- _SELECTION_:
By Dave Ongie, News Editor
In the Science Hill cafeteria, the smiling face of Claudia Rosselot is fast becoming a fixture.
Rosselot has worked for Johnson City Schools for about 15 years, providing food service at South Side School and Liberty Bell before moving to Science Hill about a year and a half ago. She can be found working the cash register most days, and when a long face comes her way, Rosselot delights in the opportunity to brighten up the day of a young person.
“Some of them come up and look sad,” Rosselot said. “When they look a little bit sad, you say, ‘It’s okay, the day’s almost over, give me a smile.’ A lot of them will say thank you, but you realize something is on their mind. I think it means a lot to the children.”
Often a student will complement Rosselot on her accent and ask her where she is from.
“I kind of joke and tell them, ‘I come here from Johnson City,’ ” she said with a laugh.
Rosselot was born in Germany, but moved to the United States on March 19, 1981 after marrying her husband John, who was stationed in her home country while serving in the United States military. She moved along with her husband to Kansas and Michigan before landing in Johnson City, where John was in charge of a local recruiting station.
The Rosselots fell in love with the mountains of East Tennessee, and John accepted a position in Science Hill’s JROTC program upon retirement from the military, allowing the family to put down roots. It was here where the Rosselots raised their family. Three of their children followed their father’s footsteps and served in the military with a fourth still at home.

- _TO BE DONE_:
[1] Answer these questions from the article about Claudia Rosselot:
(a) About how many years has Rosselot worked for Johnson City Schools?
(b) In which country was Rosselot born?
(c) What position did John accept upon retirement from the military?
[2] From the article about Claudia Rosselot, write out the passage from "Rosselot was born" up to and including "local recruiting station.".
[3] Does each statement below agree with the article about Claudia Rosselot? Answer yes or no, and quote the words from the article that decide it.
(a) Rosselot moved to Science Hill about a year and a half ago.
(b) Before Johnson City, Rosselot and her husband lived in Texas.
(c) All four of the Rosselots' children served in the military.

- _INFORMATION GIVEN_:
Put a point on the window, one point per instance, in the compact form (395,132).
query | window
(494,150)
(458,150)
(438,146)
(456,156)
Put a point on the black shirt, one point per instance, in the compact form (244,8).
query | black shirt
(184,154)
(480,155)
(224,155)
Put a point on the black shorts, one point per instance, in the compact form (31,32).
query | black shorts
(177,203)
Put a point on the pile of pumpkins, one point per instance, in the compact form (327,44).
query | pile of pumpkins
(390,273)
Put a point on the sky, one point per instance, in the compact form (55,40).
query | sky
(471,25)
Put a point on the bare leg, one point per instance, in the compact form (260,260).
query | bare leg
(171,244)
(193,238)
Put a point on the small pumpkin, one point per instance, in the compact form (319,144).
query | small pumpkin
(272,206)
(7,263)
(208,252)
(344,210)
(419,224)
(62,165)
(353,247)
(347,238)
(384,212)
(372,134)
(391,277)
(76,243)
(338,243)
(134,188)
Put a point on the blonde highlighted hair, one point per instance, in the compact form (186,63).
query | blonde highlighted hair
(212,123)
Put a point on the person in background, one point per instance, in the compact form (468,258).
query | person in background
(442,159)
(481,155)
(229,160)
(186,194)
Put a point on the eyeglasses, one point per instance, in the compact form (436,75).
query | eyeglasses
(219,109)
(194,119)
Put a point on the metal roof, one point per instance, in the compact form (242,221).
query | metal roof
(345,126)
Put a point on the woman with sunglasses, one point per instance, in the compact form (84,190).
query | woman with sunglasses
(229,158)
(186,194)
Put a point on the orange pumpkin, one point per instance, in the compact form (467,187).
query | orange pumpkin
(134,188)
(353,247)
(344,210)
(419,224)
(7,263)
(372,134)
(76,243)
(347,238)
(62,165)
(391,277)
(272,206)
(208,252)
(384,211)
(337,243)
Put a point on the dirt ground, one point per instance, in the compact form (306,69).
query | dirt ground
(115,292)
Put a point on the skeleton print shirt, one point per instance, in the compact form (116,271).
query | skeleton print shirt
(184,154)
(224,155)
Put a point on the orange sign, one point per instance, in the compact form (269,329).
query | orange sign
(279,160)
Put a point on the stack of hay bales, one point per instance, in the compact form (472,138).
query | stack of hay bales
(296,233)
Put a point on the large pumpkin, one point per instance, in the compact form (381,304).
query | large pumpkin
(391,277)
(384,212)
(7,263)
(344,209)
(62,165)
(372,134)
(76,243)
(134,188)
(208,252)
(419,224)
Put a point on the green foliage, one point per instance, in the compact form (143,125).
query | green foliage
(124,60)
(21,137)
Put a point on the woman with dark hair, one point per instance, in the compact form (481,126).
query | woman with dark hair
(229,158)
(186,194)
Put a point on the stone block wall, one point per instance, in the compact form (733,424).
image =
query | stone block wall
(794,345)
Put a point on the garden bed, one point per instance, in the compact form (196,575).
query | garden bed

- _ANSWERS TO EACH TASK_:
[1]
(a) About 15 years.
(b) Germany.
(c) A position in Science Hill's JROTC program.

[2]
Rosselot was born in Germany, but moved to the United States on March 19, 1981 after marrying her husband John, who was stationed in her home country while serving in the United States military. She moved along with her husband to Kansas and Michigan before landing in Johnson City, where John was in charge of a local recruiting station.

[3]
(a) Yes: "before moving to Science Hill about a year and a half ago"
(b) No: "She moved along with her husband to Kansas and Michigan before landing in Johnson City"
(c) No: "Three of their children followed their father’s footsteps and served in the military with a fourth still at home."